## Text excerpt
▬▬▬▬▬▬

Sunday, May 13, 2018

The Future of Work - The Gig Economy is Here to Stay

The Gig economy is the term on the tip of the tongues of commentators and analysts these days. It’s a very broad term that describes both the increasing tendency of employers to hire independent contractors and short term workers rather than add new full time employees, and their accompanying taxes and benefits, to their workforce. It also describes a range of individuals who, by choice or necessity, build an income around work that is self-directed and without both the benefits and the downsides of a traditional job. A gig job may be a sole source of  income or performed in addition to a traditional job that doesn’t generate the income necessary to either the needs or the financial aspirations of the person involved.

The Gig Economy may seem to be a new phenomenon to many, but to folks who live in the shadow of Rattlesnake Ridge it’s been a way of life for a long time. When my friend Micky Lewis, whom you’ve met in this column before, delivers wood to my home in the middle of the winter, between snow plowing gigs, he’s supplementing work as a contractor that comes and goes with the vagaries of the economy and the real estate market among other variables. Now this is the life that Micky has chosen, but for many such work comes as a necessity. The trade off that many of us made to live here is that well paying jobs tend to be less available here.

▬▬▬▬▬▬

## Supplied data
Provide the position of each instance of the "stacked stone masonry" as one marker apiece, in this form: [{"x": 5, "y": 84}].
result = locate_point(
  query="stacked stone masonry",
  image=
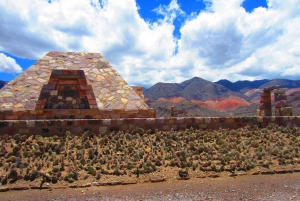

▬▬▬▬▬▬

## Jobs
a) Answer from the gig economy post:
(i) What does Micky Lewis deliver to the writer's home in the middle of the winter?
(ii) Besides being a sole source of income, how else may a gig job be performed?
(iii) What trade-off did many people make to live in the shadow of Rattlesnake Ridge?
b) Copy out the gig economy post from "Sunday, May 13, 2018" to "the person involved.".
c) Extend the gig economy post, beginning after its final sentence.

## Task responses
a)
(i) Wood.
(ii) In addition to a traditional job that doesn't generate the income needed for the person's needs or financial aspirations.
(iii) They accepted that well-paying jobs tend to be less available there.

b)
Sunday, May 13, 2018

The Future of Work - The Gig Economy is Here to Stay

The Gig economy is the term on the tip of the tongues of commentators and analysts these days. It’s a very broad term that describes both the increasing tendency of employers to hire independent contractors and short term workers rather than add new full time employees, and their accompanying taxes and benefits, to their workforce. It also describes a range of individuals who, by choice or necessity, build an income around work that is self-directed and without both the benefits and the downsides of a traditional job. A gig job may be a sole source of  income or performed in addition to a traditional job that doesn’t generate the income necessary to either the needs or the financial aspirations of the person involved.

c)
So now the phenomenon has spread throughout the economy and we have a name for it, possibly named from the well known phrase “I’ve got a side gig doing . . .you finish the sentence”.  

The Gig Economy is not well defined. In fact, to date, no formal definition has been established even for the terms “Gig Economy” or “Gig Worker”. Furthermore, statistical information that really measures the number of people engaged in the gig economy is nowhere near the level of sophistication as those who are employed in the full time labor market. The Bureau of Labor Statistics has stubbornly clung to measuring three things: “Farm employment, non-farm employment and employers, there just aren’t that many gradations for job categories beyond that except by industry” according to the most comprehensive research on gig jobs I have found at Nation1099.com (see below).  

There are some understandable reasons for this. After all we are trying to measure not only those who make their entire living putting together gigs, both online and offline, as well as the people who have a job but supplement it with gig jobs; and those who label themselves consultants. In an effort to attempt to get a handle on this part of our economy the GAO issued a report in 2014 and could not decide whether the portion of workers that BLS defined as “Contingent Workers” represented 5% or 40% of the workforce.  It is estimated that as much as 90% of the jobs added since 2015, encompassing all three of these, have been gig jobs. 47% of Millenials, who make up the largest portion of the workforce, according to surveys are engaged in some level of freelance work.

A few other instructive bits of data are worth considering:

  1. According to Forbes Magazine, since 2000, 1099s have gone up 22%, while the traditional W-2 forms have stagnated.
  2. Some researchers project that half of the working U.S. population will move into the gig economy within the next five years.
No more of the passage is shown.